**WHAT IS EXPECTED**.
Convert the listing below into a two-column CSV with the header row "input,output". Give each GET line, with the lines that follow it up to its coordinates, as a quoted input field, and give those coordinate lines as a quoted output field, with line breaks turned into spaces throughout.

⟨

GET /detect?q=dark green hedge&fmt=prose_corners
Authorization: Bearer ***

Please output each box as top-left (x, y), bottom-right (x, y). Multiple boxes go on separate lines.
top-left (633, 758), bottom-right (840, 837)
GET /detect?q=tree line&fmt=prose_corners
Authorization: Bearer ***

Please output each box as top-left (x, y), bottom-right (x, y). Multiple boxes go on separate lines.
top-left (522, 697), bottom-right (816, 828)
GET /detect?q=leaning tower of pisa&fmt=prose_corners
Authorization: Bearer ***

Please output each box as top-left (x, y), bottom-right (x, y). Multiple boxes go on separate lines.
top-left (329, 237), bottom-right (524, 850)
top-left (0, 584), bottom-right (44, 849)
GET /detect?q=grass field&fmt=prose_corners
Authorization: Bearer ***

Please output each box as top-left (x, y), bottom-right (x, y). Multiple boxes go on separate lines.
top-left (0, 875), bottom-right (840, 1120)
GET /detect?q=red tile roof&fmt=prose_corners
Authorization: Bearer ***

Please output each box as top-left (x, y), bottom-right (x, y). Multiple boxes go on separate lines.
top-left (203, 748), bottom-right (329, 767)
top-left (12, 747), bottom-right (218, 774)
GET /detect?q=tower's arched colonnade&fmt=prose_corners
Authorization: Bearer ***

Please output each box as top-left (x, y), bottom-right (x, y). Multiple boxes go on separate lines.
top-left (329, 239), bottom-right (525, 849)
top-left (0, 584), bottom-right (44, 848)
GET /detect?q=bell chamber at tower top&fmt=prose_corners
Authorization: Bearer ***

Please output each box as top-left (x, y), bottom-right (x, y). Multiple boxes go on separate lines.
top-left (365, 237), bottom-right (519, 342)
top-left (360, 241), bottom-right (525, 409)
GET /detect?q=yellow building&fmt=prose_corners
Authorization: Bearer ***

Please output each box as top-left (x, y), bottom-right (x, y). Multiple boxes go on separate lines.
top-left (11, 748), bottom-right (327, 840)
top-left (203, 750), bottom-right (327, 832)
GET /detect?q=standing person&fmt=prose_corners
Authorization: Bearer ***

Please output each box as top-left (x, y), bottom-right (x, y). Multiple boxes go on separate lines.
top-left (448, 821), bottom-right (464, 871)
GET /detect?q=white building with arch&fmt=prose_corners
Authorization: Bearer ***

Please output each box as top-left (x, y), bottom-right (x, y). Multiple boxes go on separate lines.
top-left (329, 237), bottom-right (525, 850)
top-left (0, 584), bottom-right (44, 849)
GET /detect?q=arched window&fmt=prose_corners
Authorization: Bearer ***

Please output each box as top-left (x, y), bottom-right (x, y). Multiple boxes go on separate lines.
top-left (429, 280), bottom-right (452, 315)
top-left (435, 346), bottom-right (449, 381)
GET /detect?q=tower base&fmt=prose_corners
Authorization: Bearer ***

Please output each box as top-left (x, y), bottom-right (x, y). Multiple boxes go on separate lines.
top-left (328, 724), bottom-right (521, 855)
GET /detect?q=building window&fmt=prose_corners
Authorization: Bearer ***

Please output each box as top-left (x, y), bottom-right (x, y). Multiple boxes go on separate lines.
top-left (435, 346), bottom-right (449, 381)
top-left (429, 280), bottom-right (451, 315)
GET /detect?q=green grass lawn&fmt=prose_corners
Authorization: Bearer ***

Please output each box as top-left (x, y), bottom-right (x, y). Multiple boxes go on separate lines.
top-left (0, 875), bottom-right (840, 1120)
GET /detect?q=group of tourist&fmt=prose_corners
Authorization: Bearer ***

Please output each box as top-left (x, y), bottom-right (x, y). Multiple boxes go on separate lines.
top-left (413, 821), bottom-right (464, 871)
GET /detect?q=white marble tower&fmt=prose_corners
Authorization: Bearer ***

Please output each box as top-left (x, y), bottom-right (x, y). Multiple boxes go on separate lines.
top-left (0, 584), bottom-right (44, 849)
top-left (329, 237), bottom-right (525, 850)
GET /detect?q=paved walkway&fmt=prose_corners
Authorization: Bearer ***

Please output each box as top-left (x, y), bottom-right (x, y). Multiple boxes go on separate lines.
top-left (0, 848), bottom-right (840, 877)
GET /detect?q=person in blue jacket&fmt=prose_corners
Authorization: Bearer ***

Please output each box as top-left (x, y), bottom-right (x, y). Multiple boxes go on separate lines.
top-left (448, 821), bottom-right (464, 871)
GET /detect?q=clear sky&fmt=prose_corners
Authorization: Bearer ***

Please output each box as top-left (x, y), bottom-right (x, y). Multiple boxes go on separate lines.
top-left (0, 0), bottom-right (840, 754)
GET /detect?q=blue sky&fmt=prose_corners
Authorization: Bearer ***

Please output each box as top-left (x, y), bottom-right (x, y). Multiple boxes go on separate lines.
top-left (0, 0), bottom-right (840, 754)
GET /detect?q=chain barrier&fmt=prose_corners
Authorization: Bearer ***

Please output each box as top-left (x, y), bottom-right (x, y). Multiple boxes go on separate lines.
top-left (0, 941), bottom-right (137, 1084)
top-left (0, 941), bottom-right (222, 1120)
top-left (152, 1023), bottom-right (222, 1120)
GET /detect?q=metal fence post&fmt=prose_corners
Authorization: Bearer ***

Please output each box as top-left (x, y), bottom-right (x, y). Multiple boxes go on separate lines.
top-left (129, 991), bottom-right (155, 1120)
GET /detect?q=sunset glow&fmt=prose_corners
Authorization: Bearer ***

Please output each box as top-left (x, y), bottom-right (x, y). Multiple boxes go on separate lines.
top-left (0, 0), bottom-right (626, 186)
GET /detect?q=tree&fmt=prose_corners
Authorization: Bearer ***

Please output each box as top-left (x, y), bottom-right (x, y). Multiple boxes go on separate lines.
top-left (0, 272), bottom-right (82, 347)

⟩

**EXERCISE ANSWER**.
input,output
"GET /detect?q=dark green hedge&fmt=prose_corners Authorization: Bearer *** Please output each box as top-left (x, y), bottom-right (x, y). Multiple boxes go on separate lines.","top-left (633, 758), bottom-right (840, 837)"
"GET /detect?q=tree line&fmt=prose_corners Authorization: Bearer *** Please output each box as top-left (x, y), bottom-right (x, y). Multiple boxes go on separate lines.","top-left (522, 697), bottom-right (816, 828)"
"GET /detect?q=leaning tower of pisa&fmt=prose_corners Authorization: Bearer *** Please output each box as top-left (x, y), bottom-right (x, y). Multiple boxes go on separate lines.","top-left (329, 237), bottom-right (524, 850) top-left (0, 584), bottom-right (44, 849)"
"GET /detect?q=grass field&fmt=prose_corners Authorization: Bearer *** Please output each box as top-left (x, y), bottom-right (x, y). Multiple boxes go on separate lines.","top-left (0, 875), bottom-right (840, 1120)"
"GET /detect?q=red tile roof&fmt=prose_corners Authorization: Bearer *** Please output each box as top-left (x, y), bottom-right (x, y). Multiple boxes go on separate lines.","top-left (203, 748), bottom-right (329, 767) top-left (12, 747), bottom-right (218, 774)"
"GET /detect?q=tower's arched colonnade&fmt=prose_corners Authorization: Bearer *** Please output each box as top-left (x, y), bottom-right (x, y). Multiple boxes go on separate lines.","top-left (329, 239), bottom-right (525, 849) top-left (0, 584), bottom-right (44, 848)"
"GET /detect?q=bell chamber at tower top&fmt=prose_corners Authorization: Bearer *** Please output each box as top-left (x, y), bottom-right (x, y). Multiple boxes go on separate lines.","top-left (365, 237), bottom-right (519, 342) top-left (360, 241), bottom-right (525, 409)"
"GET /detect?q=yellow building&fmt=prose_corners Authorization: Bearer *** Please output each box as top-left (x, y), bottom-right (x, y). Multiple boxes go on separate lines.","top-left (11, 748), bottom-right (327, 840) top-left (203, 750), bottom-right (327, 832)"
"GET /detect?q=standing person&fmt=prose_corners Authorization: Bearer *** Please output each box as top-left (x, y), bottom-right (x, y). Multiple boxes go on separate lines.","top-left (448, 821), bottom-right (464, 871)"
"GET /detect?q=white building with arch&fmt=prose_corners Authorization: Bearer *** Please output each box as top-left (x, y), bottom-right (x, y). Multiple boxes go on separate lines.","top-left (329, 237), bottom-right (525, 850) top-left (0, 584), bottom-right (44, 849)"
"GET /detect?q=arched window&fmt=prose_corners Authorization: Bearer *** Please output each box as top-left (x, y), bottom-right (x, y). Multiple boxes go on separate lines.","top-left (429, 280), bottom-right (452, 315) top-left (435, 346), bottom-right (449, 381)"
"GET /detect?q=tower base&fmt=prose_corners Authorization: Bearer *** Please output each box as top-left (x, y), bottom-right (x, y). Multiple boxes go on separate lines.","top-left (328, 724), bottom-right (521, 855)"
"GET /detect?q=building window&fmt=prose_corners Authorization: Bearer *** Please output each box as top-left (x, y), bottom-right (x, y). Multiple boxes go on separate lines.","top-left (435, 346), bottom-right (449, 381) top-left (429, 280), bottom-right (451, 315)"
"GET /detect?q=green grass lawn&fmt=prose_corners Authorization: Bearer *** Please output each box as top-left (x, y), bottom-right (x, y). Multiple boxes go on separate lines.","top-left (0, 875), bottom-right (840, 1120)"
"GET /detect?q=group of tourist&fmt=prose_corners Authorization: Bearer *** Please output each box as top-left (x, y), bottom-right (x, y). Multiple boxes go on separate lines.","top-left (413, 821), bottom-right (464, 871)"
"GET /detect?q=white marble tower&fmt=prose_corners Authorization: Bearer *** Please output each box as top-left (x, y), bottom-right (x, y). Multiple boxes go on separate lines.","top-left (0, 584), bottom-right (44, 849) top-left (329, 237), bottom-right (525, 850)"
"GET /detect?q=paved walkway&fmt=prose_corners Authorization: Bearer *** Please output each box as top-left (x, y), bottom-right (x, y). Multiple boxes go on separate lines.","top-left (0, 848), bottom-right (840, 877)"
"GET /detect?q=person in blue jacket&fmt=prose_corners Authorization: Bearer *** Please output each box as top-left (x, y), bottom-right (x, y). Multiple boxes go on separate lines.","top-left (448, 821), bottom-right (464, 871)"
"GET /detect?q=clear sky&fmt=prose_corners Authorization: Bearer *** Please output each box as top-left (x, y), bottom-right (x, y). Multiple boxes go on separate lines.","top-left (0, 0), bottom-right (840, 754)"
"GET /detect?q=blue sky&fmt=prose_corners Authorization: Bearer *** Please output each box as top-left (x, y), bottom-right (x, y). Multiple boxes go on separate lines.","top-left (0, 0), bottom-right (840, 754)"
"GET /detect?q=chain barrier&fmt=prose_corners Authorization: Bearer *** Please output each box as top-left (x, y), bottom-right (x, y). Multiple boxes go on separate lines.","top-left (0, 941), bottom-right (137, 1084) top-left (0, 941), bottom-right (222, 1120) top-left (152, 1023), bottom-right (222, 1120)"
"GET /detect?q=metal fence post&fmt=prose_corners Authorization: Bearer *** Please output each box as top-left (x, y), bottom-right (x, y). Multiple boxes go on separate lines.","top-left (129, 991), bottom-right (155, 1120)"
"GET /detect?q=sunset glow&fmt=prose_corners Authorization: Bearer *** Please output each box as top-left (x, y), bottom-right (x, y). Multiple boxes go on separate lines.","top-left (0, 0), bottom-right (626, 186)"
"GET /detect?q=tree&fmt=prose_corners Authorization: Bearer *** Please output each box as top-left (x, y), bottom-right (x, y). Multiple boxes go on separate lines.","top-left (0, 272), bottom-right (82, 347)"